#### Texto de lectura ####
Los grandes criterios que debían enderezar el sentido de nuestra historia en una línea ascendente y direccional de progreso continuado, con su consecuente incremento de libertades, capacidades y derechos, están siendo, en realidad, cuestionados. Las revisiones no provienen, como en ocasiones anteriores, de decisiones ideológicas sobre la dirección y el empuje del avance. Se producen por una confusión forzada que implica a las bases mismas de nuestro sistema. Tendremos que revisar la fortaleza de los cimientos de toda nuestra construcción social, reconsiderar su importancia y aclarar sus definiciones, si no acabaremos por perdernos definitivamente en los bucles de una Historia voraz a la que parece complacerle el sacrificio de víctimas propiciatorias.

Precisamente en este marco de confusión de lo más básico, se ha instalado, con una fuerza demoledora, un embrollo entre derechos, garantías y privilegios que, desorientando a nuestra población, sólo parece perseguir el caos y sus consecuencias: la necesidad de más autoridad, más burocracia y más sobregobierno. Afortunadamente, los ilustrados, en su afán enciclopedista, nos legaron la mejor de las herramientas para aclarar las ideas, los diccionarios.
####
Tareas escritas —
(A) Traduce al inglés esta oración del texto de lectura: «Las revisiones no provienen, como en ocasiones anteriores, de decisiones ideológicas sobre la dirección y el empuje del avance.»
(B) Escribe cómo sigue el texto de lectura sobre derechos, garantías y privilegios, empezando justo después de la oración que menciona los diccionarios.
El material procede de una fuente distinta a la del texto de lectura.
#### Entradas proporcionadas ####
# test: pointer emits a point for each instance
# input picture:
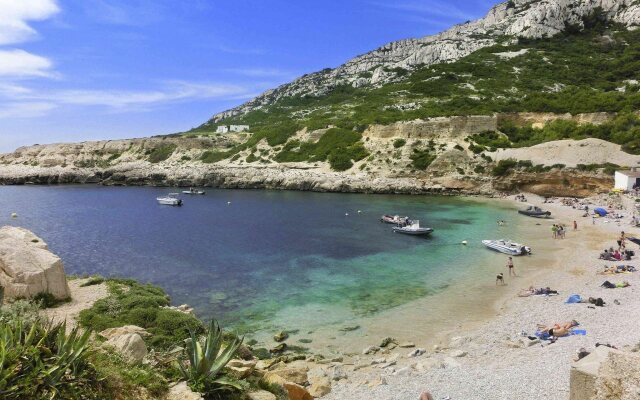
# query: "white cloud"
(259, 72)
(25, 109)
(122, 100)
(19, 63)
(15, 14)
(439, 8)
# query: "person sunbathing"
(559, 330)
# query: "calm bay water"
(267, 251)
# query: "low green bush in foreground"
(133, 303)
(39, 360)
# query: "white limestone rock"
(27, 267)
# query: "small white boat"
(170, 200)
(507, 247)
(193, 191)
(394, 219)
(413, 229)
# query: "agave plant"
(205, 361)
(40, 360)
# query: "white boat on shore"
(171, 199)
(507, 247)
(193, 191)
(413, 229)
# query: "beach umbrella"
(600, 211)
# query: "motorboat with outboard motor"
(193, 191)
(171, 199)
(395, 219)
(507, 247)
(535, 211)
(413, 229)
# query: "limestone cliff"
(530, 19)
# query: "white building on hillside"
(232, 128)
(627, 180)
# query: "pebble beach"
(495, 359)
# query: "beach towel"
(600, 211)
(574, 298)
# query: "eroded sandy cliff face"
(176, 161)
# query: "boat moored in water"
(507, 247)
(534, 211)
(395, 219)
(171, 199)
(413, 229)
(193, 191)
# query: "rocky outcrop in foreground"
(27, 267)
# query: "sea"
(259, 260)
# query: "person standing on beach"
(512, 271)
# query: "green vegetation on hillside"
(132, 303)
(339, 146)
(574, 73)
(161, 153)
(623, 130)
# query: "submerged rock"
(281, 336)
(387, 341)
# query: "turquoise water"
(267, 251)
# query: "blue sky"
(73, 70)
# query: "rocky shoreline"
(304, 178)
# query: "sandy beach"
(488, 357)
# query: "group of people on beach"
(559, 231)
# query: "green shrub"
(123, 378)
(39, 360)
(421, 159)
(161, 153)
(340, 161)
(203, 365)
(47, 300)
(132, 303)
(504, 167)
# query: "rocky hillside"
(538, 95)
(506, 22)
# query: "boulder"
(130, 345)
(281, 336)
(261, 395)
(320, 387)
(181, 391)
(297, 392)
(27, 267)
(605, 374)
(371, 350)
(123, 330)
(293, 374)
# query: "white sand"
(571, 153)
(81, 298)
(495, 370)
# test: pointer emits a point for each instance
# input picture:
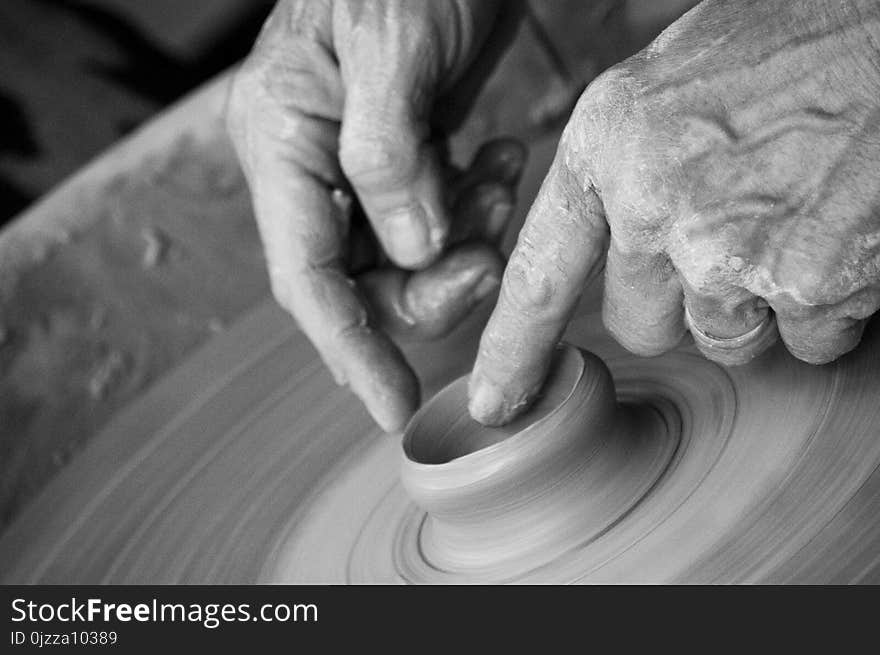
####
Respuestas por tarea —
(A) The revisions do not stem, as on previous occasions, from ideological decisions about the direction and momentum of progress.

(B)
Un derecho es la «posibilidad legal o moral de hacer algo». Un privilegio es la «exención de una obligación o la ventaja exclusiva que se goza por concesión o por determinada circunstancia propia». Una garantía es la «seguridad o certeza que se tiene sobre algo». Son tres conceptos claramente diferenciados; y los tres son importantes hasta lo sagrado en la relación entre el individuo y el estado del que forma parte. Quien haya decidido confundirlos en un solo caldero y fusionarlos en una aleación pastosa e incomprensible, no sólo peca de aprendiz de brujo inconsecuente, también ejerce y practica, conscientemente, el pecado de demagogia.

Veamos, mediante un ejemplo práctico, el auténtico criterio con el que manejar apropiadamente estas tres nociones. Usted quiere ir a la Luna: ¿tiene derecho a hacerlo? Claro, usted debe disponer de la «posibilidad legal y moral de hacerlo». Impedírselo equivaldría a confinarlo como prisionero en nuestro planeta. ¿Debe el Estado darle garantías para la ejecución inmediata de este derecho? Pues, evidentemente no. ¿Debe garantizarle que usted hará ese viaje, sí o sí? ¿Debe, en definitiva, llevarle? Pues tampoco. La organización de su periplo corre completamente por su cuenta, igual que la «seguridad que se tiene sobre algo». Basta con no prohibirle el viaje en sí y con no crear una infinita maraña burocrática que le imposibilite la consecución de su objetivo. ¿Y por qué los astronautas sí tienen el privilegio de ir y yo no? Porque gozan precisamente de «una ventaja exclusiva por determinada circunstancia» que les confiere su habilidad profesional de la que, confesémoslo, usted y yo carecemos.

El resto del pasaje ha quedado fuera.